--- START ---

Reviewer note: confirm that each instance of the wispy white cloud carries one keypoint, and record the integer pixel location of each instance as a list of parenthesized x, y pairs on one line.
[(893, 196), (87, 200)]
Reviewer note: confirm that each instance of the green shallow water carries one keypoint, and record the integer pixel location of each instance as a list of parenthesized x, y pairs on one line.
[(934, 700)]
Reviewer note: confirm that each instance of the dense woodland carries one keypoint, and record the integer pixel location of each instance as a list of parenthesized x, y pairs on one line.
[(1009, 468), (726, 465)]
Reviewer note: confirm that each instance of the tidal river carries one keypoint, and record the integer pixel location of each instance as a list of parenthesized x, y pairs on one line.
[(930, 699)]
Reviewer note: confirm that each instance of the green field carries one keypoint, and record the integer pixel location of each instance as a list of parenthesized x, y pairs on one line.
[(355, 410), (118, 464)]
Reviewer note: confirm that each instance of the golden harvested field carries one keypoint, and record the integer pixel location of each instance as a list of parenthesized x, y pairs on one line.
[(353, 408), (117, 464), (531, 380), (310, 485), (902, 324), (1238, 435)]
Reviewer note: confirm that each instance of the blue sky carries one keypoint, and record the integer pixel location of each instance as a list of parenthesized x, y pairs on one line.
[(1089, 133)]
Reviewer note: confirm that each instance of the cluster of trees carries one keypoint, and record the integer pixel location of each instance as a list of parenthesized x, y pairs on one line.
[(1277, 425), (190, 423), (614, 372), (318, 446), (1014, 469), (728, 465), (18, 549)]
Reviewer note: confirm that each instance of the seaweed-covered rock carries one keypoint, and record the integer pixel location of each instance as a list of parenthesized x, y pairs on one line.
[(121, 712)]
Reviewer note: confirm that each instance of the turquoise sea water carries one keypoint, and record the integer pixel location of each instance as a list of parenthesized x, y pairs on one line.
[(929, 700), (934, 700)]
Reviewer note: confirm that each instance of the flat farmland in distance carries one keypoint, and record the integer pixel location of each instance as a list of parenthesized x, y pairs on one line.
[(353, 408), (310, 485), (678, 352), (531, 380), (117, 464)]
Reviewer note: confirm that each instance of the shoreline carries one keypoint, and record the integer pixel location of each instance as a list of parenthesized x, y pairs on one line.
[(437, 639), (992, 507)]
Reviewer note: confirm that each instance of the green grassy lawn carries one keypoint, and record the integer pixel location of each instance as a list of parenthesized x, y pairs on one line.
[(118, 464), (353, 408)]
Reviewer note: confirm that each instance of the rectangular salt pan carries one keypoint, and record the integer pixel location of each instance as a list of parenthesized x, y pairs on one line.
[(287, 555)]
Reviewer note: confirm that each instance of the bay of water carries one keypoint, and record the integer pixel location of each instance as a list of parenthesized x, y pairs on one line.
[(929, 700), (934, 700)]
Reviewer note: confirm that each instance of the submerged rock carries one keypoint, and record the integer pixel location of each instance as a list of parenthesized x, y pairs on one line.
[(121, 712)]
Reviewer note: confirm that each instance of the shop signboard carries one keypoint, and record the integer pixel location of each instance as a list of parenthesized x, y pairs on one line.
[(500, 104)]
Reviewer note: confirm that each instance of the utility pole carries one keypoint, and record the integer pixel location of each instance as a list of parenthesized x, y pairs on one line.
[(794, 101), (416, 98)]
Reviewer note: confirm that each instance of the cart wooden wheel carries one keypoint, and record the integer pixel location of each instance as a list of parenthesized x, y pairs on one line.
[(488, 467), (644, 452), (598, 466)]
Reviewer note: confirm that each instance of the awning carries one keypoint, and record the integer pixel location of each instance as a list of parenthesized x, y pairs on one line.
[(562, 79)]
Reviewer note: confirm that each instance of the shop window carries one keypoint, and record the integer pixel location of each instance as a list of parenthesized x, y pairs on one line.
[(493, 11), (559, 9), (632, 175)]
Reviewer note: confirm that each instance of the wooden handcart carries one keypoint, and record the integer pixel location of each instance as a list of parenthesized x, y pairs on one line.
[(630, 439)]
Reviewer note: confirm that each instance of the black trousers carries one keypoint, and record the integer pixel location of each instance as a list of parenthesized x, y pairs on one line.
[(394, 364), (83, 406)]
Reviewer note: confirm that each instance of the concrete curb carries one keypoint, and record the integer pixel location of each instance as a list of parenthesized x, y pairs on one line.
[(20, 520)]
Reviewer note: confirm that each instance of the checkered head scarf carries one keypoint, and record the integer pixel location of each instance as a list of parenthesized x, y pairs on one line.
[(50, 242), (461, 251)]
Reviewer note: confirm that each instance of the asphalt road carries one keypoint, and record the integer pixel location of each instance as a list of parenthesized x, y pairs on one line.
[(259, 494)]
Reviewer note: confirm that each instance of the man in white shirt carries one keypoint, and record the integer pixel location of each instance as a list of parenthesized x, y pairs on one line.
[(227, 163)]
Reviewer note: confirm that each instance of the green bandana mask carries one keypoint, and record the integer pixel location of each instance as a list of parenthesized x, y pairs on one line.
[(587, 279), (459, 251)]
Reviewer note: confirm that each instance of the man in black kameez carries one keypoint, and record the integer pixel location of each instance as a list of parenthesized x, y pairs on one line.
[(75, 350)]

--- END ---

**The task**
Starting at the top of the listing above, write out every line exactly as it appears.

**Answer section**
Reviewer note: confirm that each instance of the wispy white cloud carries one keypoint, and record the integer pixel location of each instance as a list of parenthesized x, y pairs on one line.
[(893, 196), (87, 200)]
Reviewer note: confirm that each instance of the green shallow water carries one keypoint, and record the integer pixel location of each instance as a list of parenthesized x, y pairs on one line.
[(934, 700)]
Reviewer note: confirm that each instance of the dense woodland carries one keypoint, and record the integer pixel location of each instance as a list of parenthesized x, y pairs on one line.
[(1009, 468), (726, 465)]
Reviewer note: confirm that each instance of the tidal river carries one keypoint, and record the integer pixel location of each instance as a list of parenthesized x, y pairs on one line.
[(930, 699)]
Reviewer note: confirm that each instance of the green field carries one keypoint, and record the integer pixel location of each instance as a list of parenthesized x, y pairs on one line.
[(355, 410), (118, 464)]
Reviewer note: confirm that each instance of the golden harvested field carries one keypoint, and record the integer pixel location of each instance as a list of parenthesized x, y pairs on one line.
[(353, 408), (117, 464), (531, 380), (310, 485), (902, 324), (1238, 435)]
Reviewer note: confirm that each instance of the blue sky carries one keypoint, and record the integer pixel location of each instance as a list of parenthesized x, y pairs on one line.
[(1089, 133)]
Reviewer note: confirm that each instance of the cluster of trees carries one keypoint, and record the integer pixel location of each instance as a list of parenthesized x, y pairs on one line.
[(1277, 425), (190, 423), (614, 372), (318, 446), (1014, 469), (728, 465), (18, 549)]
Reviewer note: confirm that each instance of the seaweed-covered rock carries one keypoint, and record the integer pixel location of each instance as a list of parenthesized x, y pairs on one line.
[(121, 712)]
Reviewer note: confirm that each instance of the turquoise sea water carries one keypoint, and record the integer pixel location of each instance as a list of parenthesized x, y pairs on one line.
[(929, 700), (934, 700)]
Reviewer note: confirm that each instance of the flat farmland in distance carries one keypoint, and record the integer pixel location of each instance as a list of parenthesized x, y pairs on one line.
[(353, 408), (310, 485), (678, 352), (531, 380), (117, 464)]
Reviewer note: confirm that each instance of the shoreline carries one keypoint, and record the integer pixel location of each instance as a list of parenthesized x, y pairs on one line.
[(437, 639), (992, 507)]
Reviewer note: confirm that each instance of the green grassy lawn carries one keypoint, and record the integer pixel location of each instance as a list of parenthesized x, y pairs on one line.
[(118, 464), (353, 408)]
Reviewer note: confirm that each instance of the rectangular salt pan carries one keypoint, and record the integer pixel location of each instance as a list of parenthesized x, y pairs on one line.
[(287, 555)]
Reviewer note: confirm that each instance of the bay of water carries one keypoint, and record the integer pixel location of each instance as a list of parenthesized x, y pairs on one line.
[(929, 700), (934, 700)]
Reviewer note: confirm that each instance of the submerged rock carries one keypoint, and record the integer pixel location of each instance as a list of parenthesized x, y pairs on one line.
[(121, 712)]
Reviewer note: confirm that each instance of the shop signboard carries one keypoint, and record the integer pixel location of each instance as a list of parenthesized x, y pairs on one line.
[(500, 104)]
Reviewer note: confirm that each instance of the utility pole carries one keypoint, and record the integer pixel location of each instance as a list of parenthesized x, y pairs on one line.
[(794, 101), (416, 98)]
Reviewer note: confirm that each instance of the cart wooden wheel carries one keypoint, and record the integer pixel location of each instance as a list of parenthesized x, y pairs on one line.
[(488, 467), (644, 452), (598, 466)]
Reviewer note: confirm that each instance of the awning carries one keypoint, and record the integer pixel location of each instance as a list of parenthesized x, y pairs on one line.
[(562, 79)]
Reviewer note: confirm that each instance of the shop window carries one keypoint, and record the integer pixel location of each instance as a list of parenthesized x, y pairs on one line.
[(493, 11), (559, 9), (632, 175)]
Reviewer note: confirm that each instance of the wooden handcart carries one keypoint, and record the integer pixel location of each instance as a list of parenthesized x, y pairs on one line.
[(630, 439)]
Reviewer note: confirm that each instance of the black trousers carries one keypoint, and record the integer pixel location of each instance as a list of parenthesized x, y pairs on one line.
[(394, 364), (83, 406)]
Reviewer note: confirm that each instance of the concrete curb carries one keypoint, and record the integer pixel location of each instance as a list of parenthesized x, y pairs on one line.
[(20, 520)]
Reviewer note: confirm that each instance of the checkered head scarf carries one keypoint, and record the integer pixel location of each instance as a list of parenthesized x, y pairs on one line.
[(50, 242), (461, 251)]
Reviewer note: confirm that each instance of the asphalt road carries one keypoint, and record the integer pixel location of each instance as a list of parenthesized x, y pairs on one line.
[(259, 494)]
Reviewer note: confirm that each instance of the man in white shirt carries one keypoint, and record the integer pixel location of each instance as a list of parenthesized x, y pairs on one line.
[(227, 163)]
Reviewer note: confirm that each instance of the green bandana mask carries one keypoint, and record the integer pixel location of each instance as a list of parenthesized x, y pairs on one line.
[(587, 279), (459, 251)]
Reviewer note: confirm that each instance of the man in black kameez carries one keypoint, and record the integer pixel location of each instance as a list of parenthesized x, y pairs on one line.
[(75, 350)]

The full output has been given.